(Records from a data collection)
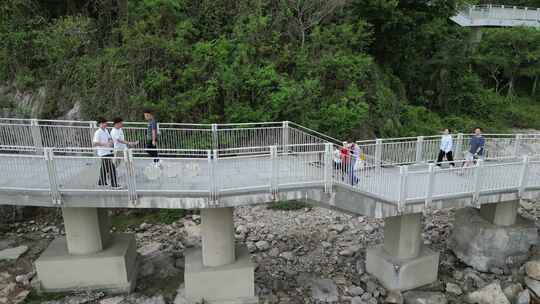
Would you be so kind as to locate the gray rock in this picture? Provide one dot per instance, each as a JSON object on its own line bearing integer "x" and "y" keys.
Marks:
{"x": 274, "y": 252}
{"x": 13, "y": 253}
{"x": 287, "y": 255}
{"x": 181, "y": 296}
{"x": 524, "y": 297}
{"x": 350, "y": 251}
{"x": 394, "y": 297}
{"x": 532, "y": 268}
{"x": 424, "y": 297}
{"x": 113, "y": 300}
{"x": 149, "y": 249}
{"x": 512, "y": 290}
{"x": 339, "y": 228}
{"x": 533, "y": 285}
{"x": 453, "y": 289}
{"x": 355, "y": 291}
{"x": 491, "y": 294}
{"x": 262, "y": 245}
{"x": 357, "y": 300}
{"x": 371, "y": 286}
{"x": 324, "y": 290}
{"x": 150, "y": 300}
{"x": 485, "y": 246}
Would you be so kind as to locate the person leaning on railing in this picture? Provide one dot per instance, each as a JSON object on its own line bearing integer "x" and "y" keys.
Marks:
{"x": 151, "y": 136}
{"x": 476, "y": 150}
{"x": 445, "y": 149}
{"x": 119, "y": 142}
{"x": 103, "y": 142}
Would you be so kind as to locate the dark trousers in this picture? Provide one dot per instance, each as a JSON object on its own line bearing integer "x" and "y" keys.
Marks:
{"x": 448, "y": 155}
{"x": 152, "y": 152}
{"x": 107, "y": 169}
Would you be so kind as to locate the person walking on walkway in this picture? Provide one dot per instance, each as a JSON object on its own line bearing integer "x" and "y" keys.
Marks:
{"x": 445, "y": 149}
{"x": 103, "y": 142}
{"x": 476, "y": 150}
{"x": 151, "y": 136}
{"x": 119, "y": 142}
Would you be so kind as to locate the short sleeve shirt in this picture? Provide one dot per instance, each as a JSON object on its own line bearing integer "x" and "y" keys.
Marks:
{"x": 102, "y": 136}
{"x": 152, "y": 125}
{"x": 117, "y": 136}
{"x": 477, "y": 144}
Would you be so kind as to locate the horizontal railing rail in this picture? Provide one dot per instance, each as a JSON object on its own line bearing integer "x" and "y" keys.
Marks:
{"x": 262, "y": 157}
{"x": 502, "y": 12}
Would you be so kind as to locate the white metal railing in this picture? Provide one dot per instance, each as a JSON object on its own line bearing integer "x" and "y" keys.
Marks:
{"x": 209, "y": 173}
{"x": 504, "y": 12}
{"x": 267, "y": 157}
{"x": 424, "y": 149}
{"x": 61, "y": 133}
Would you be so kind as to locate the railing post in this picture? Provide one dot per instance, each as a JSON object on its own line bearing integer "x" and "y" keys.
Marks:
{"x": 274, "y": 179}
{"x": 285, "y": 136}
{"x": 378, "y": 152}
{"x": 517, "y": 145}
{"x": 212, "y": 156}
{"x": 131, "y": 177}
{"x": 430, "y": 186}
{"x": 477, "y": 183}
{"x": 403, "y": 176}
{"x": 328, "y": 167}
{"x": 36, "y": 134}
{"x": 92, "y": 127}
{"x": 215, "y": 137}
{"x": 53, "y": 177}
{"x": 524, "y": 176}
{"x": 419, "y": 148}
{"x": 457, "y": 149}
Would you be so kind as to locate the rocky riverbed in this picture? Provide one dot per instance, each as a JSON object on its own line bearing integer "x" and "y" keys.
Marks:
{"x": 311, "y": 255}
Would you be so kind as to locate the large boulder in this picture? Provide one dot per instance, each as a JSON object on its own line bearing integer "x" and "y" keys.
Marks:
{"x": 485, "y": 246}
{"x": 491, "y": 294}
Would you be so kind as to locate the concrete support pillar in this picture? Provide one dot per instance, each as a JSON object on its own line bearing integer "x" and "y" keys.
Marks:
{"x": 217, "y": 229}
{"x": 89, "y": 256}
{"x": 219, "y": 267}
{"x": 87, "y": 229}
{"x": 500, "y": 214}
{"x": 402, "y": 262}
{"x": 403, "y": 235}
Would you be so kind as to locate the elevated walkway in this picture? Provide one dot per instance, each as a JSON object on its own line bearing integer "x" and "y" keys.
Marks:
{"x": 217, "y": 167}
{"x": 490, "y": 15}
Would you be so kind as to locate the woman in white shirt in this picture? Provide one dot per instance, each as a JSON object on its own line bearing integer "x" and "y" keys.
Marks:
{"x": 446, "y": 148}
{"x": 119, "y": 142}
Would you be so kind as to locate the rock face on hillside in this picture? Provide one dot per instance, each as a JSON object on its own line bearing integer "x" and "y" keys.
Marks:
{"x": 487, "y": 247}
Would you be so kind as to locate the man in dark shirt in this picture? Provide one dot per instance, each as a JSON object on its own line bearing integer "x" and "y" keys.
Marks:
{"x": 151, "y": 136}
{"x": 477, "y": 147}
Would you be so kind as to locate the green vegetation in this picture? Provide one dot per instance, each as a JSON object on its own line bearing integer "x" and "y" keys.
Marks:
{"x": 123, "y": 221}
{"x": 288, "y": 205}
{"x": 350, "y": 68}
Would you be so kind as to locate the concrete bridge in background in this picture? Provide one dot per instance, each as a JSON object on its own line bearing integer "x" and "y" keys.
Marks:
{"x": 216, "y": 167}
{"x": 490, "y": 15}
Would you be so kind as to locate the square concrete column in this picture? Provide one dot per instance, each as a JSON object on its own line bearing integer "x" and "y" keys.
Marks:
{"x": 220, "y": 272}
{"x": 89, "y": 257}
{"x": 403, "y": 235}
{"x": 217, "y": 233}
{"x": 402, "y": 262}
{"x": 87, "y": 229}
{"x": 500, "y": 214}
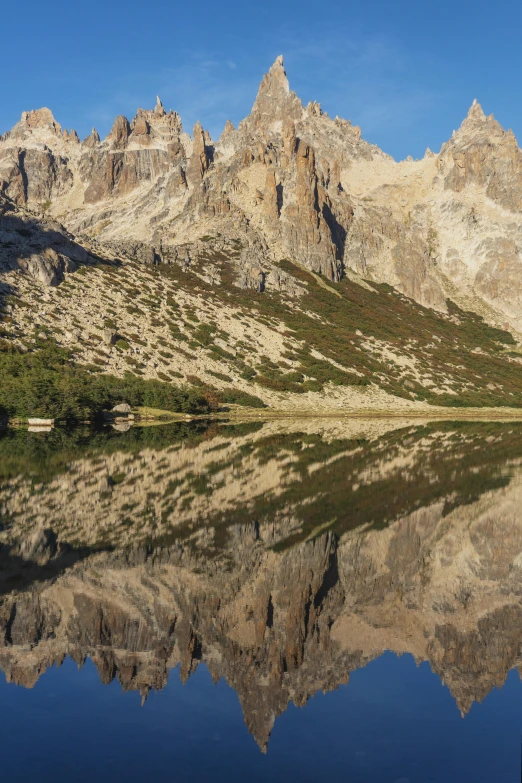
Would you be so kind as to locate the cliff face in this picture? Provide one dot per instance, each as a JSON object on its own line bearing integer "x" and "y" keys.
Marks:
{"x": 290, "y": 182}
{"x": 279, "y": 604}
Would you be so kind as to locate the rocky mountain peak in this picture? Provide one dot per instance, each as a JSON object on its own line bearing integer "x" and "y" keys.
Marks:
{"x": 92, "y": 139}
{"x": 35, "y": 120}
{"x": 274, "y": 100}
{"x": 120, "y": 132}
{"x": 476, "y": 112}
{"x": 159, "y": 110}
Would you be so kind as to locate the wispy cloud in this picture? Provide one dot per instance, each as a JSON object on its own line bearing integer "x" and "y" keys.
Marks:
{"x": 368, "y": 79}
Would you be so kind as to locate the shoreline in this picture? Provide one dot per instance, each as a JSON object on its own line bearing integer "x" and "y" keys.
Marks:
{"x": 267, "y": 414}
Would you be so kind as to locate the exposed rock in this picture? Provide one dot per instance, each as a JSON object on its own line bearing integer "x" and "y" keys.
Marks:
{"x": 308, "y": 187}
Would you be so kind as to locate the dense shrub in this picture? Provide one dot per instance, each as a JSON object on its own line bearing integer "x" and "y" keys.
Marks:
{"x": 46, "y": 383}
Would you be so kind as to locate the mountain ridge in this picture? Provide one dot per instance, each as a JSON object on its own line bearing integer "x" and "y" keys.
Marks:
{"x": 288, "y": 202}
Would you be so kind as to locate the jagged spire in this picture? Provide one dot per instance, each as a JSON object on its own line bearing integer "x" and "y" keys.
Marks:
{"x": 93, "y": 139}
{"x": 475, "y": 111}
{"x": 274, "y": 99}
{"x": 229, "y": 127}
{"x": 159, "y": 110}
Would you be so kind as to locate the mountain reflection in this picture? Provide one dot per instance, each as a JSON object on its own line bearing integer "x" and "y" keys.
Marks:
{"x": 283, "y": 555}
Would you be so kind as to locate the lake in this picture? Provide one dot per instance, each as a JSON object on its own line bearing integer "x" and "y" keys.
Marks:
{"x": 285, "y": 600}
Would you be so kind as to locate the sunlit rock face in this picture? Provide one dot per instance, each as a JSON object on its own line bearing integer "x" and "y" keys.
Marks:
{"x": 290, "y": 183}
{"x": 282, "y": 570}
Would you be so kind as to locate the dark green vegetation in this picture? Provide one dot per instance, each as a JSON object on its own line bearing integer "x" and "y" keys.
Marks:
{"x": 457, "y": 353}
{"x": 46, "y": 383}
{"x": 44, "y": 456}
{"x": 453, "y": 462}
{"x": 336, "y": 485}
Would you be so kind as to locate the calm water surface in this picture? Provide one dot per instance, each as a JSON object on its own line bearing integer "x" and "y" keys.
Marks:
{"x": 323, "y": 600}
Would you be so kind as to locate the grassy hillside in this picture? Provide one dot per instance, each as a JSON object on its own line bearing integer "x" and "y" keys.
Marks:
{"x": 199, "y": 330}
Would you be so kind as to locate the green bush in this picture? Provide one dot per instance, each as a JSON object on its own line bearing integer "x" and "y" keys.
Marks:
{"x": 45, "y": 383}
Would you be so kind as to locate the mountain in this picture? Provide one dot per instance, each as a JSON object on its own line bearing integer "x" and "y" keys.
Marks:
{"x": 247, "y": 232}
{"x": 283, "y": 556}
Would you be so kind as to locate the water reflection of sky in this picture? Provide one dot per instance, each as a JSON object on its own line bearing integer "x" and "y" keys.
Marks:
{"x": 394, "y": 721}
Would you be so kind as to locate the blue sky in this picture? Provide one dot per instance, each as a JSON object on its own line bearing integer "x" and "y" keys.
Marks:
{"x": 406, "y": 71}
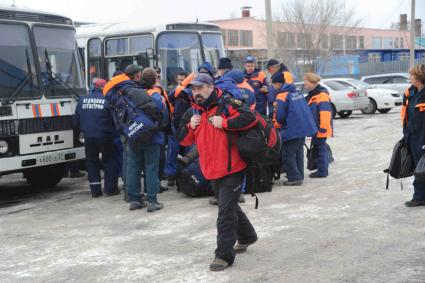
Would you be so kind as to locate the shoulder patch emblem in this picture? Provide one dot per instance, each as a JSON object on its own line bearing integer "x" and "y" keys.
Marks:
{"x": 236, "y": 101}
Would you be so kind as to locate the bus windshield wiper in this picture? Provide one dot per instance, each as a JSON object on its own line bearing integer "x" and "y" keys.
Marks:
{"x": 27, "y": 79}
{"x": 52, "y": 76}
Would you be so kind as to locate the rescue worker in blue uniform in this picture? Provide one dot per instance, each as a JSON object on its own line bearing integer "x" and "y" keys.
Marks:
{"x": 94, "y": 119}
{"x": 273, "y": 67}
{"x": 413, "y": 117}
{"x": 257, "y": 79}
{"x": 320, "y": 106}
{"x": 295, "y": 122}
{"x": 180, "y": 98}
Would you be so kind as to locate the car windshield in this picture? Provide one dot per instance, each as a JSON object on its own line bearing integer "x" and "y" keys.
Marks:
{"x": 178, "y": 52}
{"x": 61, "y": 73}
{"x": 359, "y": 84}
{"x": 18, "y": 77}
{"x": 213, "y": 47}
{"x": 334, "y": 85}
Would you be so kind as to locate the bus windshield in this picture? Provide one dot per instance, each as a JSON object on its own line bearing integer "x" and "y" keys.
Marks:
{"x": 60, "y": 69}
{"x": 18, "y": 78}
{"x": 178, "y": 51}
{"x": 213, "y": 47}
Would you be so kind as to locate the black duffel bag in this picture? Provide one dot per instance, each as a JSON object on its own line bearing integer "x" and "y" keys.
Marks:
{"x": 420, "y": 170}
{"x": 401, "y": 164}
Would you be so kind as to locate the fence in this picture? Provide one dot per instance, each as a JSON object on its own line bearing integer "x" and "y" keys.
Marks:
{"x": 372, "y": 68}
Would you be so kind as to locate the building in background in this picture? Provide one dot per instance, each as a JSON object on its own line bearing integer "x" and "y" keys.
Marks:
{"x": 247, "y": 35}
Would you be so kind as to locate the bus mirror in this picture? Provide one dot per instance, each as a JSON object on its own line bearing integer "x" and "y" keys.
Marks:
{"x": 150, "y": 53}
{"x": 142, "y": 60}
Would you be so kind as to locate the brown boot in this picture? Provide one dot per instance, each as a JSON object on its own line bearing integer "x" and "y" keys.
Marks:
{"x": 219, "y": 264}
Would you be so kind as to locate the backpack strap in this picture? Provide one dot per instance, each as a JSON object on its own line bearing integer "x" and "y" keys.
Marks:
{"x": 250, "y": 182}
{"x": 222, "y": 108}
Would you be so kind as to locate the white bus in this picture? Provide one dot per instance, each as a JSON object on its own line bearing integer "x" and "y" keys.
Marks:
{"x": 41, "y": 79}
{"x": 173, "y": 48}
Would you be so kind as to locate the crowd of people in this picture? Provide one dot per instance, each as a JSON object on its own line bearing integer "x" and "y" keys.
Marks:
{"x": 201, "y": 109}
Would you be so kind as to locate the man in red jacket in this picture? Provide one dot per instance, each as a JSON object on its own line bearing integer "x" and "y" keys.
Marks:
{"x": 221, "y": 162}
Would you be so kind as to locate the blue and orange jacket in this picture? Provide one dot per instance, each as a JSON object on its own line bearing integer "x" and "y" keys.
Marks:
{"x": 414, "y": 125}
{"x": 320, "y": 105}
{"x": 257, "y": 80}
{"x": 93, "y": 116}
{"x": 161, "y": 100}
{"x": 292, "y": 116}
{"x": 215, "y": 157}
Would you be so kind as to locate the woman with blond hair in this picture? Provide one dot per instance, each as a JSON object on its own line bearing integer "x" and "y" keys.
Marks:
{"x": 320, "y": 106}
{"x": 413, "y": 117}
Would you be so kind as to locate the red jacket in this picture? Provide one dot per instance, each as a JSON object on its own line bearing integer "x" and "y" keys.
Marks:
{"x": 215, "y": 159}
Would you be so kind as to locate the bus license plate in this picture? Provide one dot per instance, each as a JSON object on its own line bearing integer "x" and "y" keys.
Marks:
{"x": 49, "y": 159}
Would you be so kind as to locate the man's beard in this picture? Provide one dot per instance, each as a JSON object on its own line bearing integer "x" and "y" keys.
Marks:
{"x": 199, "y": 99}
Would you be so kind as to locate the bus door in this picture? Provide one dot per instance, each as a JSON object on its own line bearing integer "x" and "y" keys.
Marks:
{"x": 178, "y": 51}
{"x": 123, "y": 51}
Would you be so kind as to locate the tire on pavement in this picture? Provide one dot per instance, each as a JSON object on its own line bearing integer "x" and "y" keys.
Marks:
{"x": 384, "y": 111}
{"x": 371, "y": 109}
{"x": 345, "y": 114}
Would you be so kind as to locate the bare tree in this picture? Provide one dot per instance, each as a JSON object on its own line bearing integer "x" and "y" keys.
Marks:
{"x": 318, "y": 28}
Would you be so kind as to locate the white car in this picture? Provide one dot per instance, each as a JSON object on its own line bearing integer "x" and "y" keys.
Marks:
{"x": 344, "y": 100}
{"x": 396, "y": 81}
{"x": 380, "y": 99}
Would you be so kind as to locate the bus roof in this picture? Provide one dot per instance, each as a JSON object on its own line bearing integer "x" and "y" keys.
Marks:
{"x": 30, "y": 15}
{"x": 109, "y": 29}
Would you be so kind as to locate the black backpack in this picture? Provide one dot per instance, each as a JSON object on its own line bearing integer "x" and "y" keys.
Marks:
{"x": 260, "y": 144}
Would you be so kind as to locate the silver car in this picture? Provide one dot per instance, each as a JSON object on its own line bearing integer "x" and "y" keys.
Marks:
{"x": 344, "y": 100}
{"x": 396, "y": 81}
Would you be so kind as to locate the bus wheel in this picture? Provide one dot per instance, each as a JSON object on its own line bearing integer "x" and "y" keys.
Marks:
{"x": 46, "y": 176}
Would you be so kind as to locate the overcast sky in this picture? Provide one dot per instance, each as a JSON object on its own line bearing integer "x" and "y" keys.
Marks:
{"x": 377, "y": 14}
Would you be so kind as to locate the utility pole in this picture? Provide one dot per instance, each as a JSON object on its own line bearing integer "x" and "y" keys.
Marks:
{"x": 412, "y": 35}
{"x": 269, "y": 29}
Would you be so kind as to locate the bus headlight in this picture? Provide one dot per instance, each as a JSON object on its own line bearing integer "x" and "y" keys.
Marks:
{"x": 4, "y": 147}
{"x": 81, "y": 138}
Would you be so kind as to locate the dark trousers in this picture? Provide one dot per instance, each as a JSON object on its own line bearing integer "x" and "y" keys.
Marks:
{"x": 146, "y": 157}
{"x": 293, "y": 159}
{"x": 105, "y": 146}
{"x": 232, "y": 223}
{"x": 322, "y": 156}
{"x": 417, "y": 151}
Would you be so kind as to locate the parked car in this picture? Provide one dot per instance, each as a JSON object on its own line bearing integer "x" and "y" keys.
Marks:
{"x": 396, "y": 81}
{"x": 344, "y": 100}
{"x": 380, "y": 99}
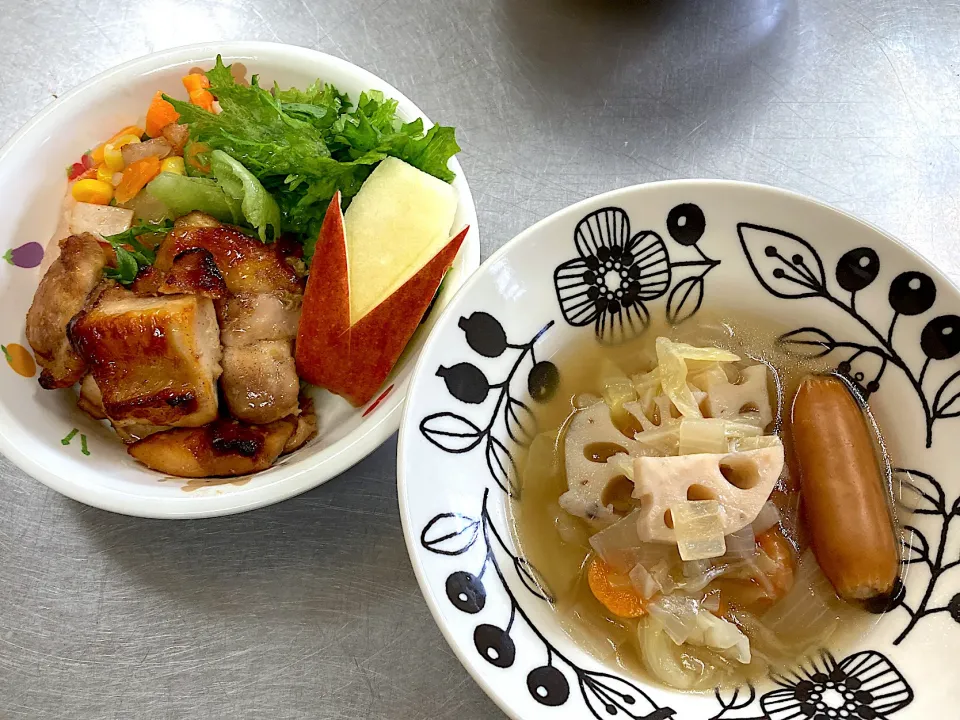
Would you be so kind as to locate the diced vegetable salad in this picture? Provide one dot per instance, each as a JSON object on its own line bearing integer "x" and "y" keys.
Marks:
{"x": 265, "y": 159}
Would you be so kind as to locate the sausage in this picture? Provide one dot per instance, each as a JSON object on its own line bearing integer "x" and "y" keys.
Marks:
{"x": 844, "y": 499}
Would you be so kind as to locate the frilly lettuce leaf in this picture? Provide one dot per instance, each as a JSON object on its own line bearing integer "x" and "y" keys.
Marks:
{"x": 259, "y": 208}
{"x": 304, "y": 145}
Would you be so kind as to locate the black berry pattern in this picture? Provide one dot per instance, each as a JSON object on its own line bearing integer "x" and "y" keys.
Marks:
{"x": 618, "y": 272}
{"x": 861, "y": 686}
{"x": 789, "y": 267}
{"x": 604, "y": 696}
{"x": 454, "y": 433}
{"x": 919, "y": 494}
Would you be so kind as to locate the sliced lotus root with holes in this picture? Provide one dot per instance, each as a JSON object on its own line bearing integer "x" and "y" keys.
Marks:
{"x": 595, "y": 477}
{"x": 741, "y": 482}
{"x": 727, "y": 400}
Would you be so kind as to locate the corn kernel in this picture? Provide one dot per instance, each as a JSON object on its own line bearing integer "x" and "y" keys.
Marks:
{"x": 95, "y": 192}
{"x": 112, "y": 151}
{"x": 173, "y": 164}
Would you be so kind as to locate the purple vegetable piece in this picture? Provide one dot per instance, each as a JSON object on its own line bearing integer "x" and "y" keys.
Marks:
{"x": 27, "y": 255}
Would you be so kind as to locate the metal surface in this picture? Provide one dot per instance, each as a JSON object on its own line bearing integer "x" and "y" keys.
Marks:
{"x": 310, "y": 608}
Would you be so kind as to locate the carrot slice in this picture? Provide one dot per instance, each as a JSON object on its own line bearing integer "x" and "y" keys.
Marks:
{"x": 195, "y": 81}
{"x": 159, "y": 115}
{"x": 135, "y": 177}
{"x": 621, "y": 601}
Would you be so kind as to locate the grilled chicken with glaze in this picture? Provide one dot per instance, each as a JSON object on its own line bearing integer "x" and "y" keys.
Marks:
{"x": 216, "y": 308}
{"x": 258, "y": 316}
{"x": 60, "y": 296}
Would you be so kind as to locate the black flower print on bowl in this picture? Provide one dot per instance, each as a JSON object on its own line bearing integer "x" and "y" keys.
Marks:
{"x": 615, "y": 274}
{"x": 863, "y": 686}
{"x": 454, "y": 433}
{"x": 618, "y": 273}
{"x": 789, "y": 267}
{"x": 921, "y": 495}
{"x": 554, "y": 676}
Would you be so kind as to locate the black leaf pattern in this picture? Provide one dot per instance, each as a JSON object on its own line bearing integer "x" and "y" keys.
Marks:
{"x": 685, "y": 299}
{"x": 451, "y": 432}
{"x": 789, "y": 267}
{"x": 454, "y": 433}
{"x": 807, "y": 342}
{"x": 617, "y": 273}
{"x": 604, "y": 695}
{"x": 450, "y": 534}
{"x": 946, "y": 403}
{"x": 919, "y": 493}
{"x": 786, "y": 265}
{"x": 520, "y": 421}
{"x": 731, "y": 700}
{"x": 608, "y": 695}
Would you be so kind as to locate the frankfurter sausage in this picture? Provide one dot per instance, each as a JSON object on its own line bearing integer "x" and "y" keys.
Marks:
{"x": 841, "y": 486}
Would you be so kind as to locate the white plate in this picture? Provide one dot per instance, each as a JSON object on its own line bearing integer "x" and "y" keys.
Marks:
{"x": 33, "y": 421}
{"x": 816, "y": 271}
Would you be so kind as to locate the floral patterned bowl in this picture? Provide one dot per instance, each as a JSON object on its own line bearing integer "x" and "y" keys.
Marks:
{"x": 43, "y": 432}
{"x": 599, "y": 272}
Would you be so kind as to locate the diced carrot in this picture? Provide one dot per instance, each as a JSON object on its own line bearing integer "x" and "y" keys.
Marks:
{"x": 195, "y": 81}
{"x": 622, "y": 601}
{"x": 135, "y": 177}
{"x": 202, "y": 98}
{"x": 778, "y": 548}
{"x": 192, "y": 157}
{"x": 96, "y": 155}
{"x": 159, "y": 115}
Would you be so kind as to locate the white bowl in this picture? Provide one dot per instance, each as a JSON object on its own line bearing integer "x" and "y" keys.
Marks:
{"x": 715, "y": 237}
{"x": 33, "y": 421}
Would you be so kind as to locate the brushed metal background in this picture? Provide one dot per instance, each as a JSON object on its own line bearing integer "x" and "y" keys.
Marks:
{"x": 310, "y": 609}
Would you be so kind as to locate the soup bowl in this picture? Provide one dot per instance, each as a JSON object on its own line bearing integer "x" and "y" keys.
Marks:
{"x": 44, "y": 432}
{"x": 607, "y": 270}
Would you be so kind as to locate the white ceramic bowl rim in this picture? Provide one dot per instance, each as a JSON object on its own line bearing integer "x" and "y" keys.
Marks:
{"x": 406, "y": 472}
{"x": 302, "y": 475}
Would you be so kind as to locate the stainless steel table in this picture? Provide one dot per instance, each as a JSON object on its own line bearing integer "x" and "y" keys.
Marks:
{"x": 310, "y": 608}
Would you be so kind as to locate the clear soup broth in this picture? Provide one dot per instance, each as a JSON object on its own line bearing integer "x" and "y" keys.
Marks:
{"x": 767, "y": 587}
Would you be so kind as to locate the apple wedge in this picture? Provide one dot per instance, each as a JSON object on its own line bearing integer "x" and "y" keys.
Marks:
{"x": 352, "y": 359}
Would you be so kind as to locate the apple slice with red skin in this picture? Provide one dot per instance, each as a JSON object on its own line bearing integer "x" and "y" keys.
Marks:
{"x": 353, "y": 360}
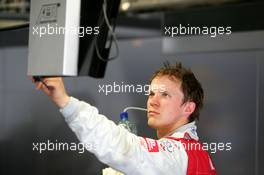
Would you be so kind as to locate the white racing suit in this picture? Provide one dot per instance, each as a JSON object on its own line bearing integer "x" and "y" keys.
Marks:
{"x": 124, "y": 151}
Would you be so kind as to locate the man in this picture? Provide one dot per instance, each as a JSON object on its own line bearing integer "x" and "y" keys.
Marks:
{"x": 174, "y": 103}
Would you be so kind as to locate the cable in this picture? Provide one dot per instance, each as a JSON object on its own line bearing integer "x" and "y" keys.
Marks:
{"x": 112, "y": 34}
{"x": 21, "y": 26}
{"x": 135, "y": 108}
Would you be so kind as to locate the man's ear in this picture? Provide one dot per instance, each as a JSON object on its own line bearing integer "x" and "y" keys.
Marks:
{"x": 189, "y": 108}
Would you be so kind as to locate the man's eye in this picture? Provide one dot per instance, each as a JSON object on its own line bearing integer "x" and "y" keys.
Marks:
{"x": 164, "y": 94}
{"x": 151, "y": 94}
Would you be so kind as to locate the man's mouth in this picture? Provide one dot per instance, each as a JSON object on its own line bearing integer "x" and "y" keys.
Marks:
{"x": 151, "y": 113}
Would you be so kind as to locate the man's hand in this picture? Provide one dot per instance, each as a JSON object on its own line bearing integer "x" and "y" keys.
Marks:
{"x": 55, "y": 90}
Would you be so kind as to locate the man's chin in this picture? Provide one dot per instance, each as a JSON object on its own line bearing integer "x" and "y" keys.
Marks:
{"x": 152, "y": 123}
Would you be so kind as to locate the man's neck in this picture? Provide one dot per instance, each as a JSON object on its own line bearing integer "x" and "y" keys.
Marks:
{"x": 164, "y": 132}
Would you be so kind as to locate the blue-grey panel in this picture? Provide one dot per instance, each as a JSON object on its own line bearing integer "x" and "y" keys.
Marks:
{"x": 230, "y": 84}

## Task statement:
The answer must be every line of the entries that includes the word "carrot".

## Result below:
Would you be so kind as to locate the carrot slice in this picture? Provide one dot per instance, each as a JSON object on its own line bearing integer "x" and "y" keys.
Would you be so kind as to locate the diced carrot in this picture? Provide one dot per instance, each as a JSON object on its own line bearing integer "x" and "y" keys.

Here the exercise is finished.